» **What to work on**
From the line containing "Indicate a point per instance of the bald" down to the last line of the records below, copy every line exactly. Leave out everything before it.

» **Rows**

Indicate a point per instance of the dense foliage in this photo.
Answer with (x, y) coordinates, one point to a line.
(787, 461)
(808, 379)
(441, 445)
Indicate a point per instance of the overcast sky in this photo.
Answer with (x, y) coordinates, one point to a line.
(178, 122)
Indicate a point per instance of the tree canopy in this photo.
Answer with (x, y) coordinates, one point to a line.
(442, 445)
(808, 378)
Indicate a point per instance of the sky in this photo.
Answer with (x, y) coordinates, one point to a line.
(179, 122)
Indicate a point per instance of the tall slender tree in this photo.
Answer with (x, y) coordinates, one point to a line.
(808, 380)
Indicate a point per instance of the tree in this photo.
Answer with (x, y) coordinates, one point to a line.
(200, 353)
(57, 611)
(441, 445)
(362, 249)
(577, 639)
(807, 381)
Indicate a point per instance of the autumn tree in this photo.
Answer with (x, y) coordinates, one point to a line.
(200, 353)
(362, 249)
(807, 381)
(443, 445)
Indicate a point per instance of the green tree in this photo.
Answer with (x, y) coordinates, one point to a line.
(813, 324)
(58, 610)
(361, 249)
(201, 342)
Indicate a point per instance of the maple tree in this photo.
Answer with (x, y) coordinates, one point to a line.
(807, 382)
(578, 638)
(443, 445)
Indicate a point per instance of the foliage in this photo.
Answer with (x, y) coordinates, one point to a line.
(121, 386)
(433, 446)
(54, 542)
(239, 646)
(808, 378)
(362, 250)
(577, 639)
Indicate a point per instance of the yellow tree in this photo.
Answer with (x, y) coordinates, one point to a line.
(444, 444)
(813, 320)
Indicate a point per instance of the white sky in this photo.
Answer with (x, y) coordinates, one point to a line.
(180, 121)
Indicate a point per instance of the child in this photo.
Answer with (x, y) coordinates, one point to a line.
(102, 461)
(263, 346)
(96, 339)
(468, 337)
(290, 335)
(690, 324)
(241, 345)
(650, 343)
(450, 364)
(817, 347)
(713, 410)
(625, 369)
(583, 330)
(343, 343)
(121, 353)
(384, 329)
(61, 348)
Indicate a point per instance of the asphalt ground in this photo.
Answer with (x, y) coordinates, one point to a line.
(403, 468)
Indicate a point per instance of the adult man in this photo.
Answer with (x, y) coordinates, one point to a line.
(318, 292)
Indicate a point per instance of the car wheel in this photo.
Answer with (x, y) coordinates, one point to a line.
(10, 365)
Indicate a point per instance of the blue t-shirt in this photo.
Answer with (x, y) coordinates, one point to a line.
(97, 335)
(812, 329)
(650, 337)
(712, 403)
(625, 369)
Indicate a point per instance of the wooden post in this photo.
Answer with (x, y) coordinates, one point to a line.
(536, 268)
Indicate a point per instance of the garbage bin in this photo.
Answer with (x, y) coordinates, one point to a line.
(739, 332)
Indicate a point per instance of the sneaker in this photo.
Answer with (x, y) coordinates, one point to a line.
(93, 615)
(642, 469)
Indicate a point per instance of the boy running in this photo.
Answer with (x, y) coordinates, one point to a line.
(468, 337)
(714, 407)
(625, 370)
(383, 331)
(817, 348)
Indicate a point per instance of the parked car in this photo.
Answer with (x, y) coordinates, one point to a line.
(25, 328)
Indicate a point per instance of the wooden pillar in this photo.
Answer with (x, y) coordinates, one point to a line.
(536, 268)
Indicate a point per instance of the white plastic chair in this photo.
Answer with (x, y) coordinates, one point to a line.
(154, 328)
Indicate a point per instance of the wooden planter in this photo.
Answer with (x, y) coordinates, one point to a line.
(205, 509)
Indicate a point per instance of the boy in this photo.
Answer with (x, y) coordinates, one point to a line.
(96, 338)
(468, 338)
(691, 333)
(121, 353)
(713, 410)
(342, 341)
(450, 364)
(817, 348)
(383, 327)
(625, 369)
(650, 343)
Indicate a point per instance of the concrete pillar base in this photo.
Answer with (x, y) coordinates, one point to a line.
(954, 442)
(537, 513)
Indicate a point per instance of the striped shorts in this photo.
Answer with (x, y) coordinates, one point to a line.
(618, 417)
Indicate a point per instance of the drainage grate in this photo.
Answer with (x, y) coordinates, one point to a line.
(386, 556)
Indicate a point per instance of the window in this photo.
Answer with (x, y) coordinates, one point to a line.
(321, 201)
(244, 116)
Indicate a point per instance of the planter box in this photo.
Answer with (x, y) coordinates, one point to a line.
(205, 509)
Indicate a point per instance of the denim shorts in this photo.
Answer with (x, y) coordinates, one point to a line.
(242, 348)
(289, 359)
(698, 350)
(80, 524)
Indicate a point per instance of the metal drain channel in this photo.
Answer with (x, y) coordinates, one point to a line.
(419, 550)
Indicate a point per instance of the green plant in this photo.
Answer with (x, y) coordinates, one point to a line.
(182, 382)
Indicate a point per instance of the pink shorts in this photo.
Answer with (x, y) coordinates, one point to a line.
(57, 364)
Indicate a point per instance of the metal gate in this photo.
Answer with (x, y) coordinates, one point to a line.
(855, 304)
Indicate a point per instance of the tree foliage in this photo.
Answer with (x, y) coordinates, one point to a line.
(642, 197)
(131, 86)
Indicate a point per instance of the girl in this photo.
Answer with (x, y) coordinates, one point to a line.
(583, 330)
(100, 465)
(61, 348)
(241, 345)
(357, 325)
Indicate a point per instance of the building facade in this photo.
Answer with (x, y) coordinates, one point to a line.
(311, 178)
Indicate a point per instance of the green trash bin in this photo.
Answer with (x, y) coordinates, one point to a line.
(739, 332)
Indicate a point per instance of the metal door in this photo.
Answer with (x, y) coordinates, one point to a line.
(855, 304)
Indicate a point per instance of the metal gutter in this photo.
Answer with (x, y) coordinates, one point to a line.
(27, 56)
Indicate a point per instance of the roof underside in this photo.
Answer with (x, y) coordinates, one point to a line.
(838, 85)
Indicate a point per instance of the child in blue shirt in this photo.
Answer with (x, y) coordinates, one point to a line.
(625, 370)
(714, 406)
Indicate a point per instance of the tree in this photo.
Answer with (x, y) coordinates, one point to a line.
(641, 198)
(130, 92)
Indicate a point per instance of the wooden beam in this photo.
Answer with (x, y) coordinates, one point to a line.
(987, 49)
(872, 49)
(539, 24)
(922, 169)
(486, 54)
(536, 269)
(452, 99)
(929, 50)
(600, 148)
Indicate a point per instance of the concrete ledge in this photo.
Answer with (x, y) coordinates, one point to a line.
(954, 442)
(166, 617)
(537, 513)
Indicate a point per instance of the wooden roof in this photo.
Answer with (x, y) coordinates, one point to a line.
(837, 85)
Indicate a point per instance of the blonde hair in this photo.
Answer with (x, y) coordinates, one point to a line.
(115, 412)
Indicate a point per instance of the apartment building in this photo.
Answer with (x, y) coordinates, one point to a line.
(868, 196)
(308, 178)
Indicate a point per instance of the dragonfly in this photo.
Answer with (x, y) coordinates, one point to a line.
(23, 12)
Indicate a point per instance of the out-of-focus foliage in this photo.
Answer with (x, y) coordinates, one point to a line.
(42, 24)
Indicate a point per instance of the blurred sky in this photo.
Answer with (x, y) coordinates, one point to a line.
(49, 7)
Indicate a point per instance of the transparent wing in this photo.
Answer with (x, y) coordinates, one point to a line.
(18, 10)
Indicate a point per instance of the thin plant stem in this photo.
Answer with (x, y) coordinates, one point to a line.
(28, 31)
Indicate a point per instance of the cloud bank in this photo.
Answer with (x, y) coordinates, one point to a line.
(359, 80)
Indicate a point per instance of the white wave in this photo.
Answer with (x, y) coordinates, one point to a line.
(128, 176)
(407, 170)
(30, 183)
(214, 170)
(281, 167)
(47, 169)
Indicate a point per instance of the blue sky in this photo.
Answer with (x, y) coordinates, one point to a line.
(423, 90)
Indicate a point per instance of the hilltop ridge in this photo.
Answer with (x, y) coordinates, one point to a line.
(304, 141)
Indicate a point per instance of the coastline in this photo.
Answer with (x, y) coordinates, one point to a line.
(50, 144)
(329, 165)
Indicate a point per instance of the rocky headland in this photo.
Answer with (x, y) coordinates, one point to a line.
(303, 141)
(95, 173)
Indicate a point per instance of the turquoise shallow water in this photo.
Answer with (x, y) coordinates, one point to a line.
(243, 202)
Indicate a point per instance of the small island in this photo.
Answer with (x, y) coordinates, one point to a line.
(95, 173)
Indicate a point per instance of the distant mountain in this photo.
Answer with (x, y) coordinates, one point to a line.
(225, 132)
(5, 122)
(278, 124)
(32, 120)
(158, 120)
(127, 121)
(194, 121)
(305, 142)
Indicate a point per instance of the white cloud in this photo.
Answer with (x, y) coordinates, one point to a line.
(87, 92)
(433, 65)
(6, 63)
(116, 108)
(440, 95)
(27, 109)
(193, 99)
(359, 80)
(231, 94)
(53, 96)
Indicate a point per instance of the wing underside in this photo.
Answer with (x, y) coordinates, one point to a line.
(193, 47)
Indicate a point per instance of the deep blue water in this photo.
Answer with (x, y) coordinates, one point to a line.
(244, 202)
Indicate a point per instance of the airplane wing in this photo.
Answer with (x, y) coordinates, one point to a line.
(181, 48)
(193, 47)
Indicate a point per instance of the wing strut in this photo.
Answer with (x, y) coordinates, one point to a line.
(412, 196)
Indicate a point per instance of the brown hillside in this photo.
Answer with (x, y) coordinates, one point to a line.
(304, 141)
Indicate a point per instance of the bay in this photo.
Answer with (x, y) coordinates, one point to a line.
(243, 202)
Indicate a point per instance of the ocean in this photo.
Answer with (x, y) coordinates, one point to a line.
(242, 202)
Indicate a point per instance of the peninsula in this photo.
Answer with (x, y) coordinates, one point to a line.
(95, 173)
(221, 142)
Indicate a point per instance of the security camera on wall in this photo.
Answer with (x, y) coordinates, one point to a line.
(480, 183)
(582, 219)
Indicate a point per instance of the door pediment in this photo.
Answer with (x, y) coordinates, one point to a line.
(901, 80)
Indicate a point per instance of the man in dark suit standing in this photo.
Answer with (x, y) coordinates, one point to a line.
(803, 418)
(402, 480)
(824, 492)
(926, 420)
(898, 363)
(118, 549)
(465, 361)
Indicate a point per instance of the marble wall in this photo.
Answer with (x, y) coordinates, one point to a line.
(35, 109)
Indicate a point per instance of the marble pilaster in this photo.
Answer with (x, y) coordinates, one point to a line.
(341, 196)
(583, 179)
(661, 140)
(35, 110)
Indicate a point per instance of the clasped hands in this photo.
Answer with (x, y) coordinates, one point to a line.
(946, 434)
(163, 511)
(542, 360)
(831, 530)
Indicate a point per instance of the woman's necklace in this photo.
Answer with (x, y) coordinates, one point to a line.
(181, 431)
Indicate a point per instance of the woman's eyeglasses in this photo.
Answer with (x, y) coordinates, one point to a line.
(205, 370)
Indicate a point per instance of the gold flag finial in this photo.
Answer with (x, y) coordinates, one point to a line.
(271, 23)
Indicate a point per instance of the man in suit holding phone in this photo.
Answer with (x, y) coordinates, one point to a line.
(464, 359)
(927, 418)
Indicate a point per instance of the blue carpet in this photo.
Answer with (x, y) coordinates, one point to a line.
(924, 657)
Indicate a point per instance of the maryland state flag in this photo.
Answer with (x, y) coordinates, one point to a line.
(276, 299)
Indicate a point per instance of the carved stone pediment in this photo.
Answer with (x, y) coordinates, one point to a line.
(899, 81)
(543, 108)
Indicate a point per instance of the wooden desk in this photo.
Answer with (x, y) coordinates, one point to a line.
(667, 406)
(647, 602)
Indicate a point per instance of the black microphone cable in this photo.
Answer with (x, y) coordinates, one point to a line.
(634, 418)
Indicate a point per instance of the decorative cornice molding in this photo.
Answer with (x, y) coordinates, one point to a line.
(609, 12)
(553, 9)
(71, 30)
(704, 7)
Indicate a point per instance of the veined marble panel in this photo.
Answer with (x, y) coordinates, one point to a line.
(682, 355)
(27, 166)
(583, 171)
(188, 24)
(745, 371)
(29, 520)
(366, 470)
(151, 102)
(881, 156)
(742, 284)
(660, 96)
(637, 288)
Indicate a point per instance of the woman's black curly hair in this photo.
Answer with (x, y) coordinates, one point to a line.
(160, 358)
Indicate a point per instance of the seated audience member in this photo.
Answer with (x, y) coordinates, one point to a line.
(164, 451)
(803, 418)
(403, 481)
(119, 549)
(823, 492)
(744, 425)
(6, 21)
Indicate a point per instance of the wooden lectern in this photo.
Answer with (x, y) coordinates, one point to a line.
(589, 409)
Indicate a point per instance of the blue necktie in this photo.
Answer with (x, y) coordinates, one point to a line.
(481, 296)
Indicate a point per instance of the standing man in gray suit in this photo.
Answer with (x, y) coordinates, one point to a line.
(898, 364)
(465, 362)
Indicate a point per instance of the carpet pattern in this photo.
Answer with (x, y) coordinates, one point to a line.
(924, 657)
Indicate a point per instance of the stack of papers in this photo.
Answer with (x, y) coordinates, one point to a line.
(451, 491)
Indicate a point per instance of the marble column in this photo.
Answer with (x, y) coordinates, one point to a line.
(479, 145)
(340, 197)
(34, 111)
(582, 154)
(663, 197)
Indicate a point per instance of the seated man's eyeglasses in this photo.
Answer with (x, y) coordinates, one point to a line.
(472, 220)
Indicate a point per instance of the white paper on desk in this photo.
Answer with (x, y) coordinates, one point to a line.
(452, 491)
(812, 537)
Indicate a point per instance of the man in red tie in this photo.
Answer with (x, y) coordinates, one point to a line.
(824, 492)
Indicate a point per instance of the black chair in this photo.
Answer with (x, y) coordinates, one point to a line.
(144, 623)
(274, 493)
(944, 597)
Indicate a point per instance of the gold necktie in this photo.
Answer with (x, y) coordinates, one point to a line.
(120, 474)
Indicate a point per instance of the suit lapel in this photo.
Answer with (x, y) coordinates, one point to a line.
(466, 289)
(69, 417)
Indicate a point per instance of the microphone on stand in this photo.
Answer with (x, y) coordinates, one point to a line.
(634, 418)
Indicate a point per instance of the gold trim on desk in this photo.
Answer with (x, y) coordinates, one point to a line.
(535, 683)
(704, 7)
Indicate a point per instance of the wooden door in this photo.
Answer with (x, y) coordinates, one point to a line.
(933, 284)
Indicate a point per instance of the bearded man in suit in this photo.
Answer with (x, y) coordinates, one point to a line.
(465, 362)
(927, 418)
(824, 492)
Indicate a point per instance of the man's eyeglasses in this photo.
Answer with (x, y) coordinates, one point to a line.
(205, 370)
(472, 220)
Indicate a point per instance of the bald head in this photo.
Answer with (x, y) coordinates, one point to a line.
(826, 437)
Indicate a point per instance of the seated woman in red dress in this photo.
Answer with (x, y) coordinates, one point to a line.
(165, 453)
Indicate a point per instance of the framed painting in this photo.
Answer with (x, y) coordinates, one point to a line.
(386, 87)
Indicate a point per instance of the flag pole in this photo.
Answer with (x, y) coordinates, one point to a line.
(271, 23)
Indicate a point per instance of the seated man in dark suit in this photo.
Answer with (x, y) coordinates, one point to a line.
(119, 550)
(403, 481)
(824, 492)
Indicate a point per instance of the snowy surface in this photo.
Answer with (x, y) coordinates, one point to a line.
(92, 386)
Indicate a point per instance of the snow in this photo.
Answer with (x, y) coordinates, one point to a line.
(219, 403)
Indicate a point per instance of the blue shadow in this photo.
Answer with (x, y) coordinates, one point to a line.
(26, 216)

» **Problem solution**
Indicate a point per instance of the bald head in this photo.
Answer with (x, y) coordinates, one point to a line.
(826, 437)
Indicate a point per instance of the seated woman in red dress in this photo.
Answer with (x, y) coordinates, one point to a line.
(165, 453)
Indicate a point per instance of the framed painting in this photo.
Answer with (x, y) coordinates, one point to a line.
(386, 87)
Indicate a point per instance of the flag pole in this photo.
Answer with (x, y) coordinates, one point to a line.
(271, 23)
Indicate a point per instance of the seated man in dark suit in this photo.
Answer with (x, y) coordinates, one point to a line.
(119, 550)
(403, 481)
(824, 492)
Indicate a point per instance of the snowy surface in this photo.
Answer with (x, y) coordinates, one point to a line.
(92, 386)
Indicate a point per instance of the snow in this photo.
Answer with (x, y) coordinates, one point to a line.
(219, 403)
Indicate a point per instance of the blue shadow in this photo.
Answer with (x, y) coordinates, one point to a line.
(26, 216)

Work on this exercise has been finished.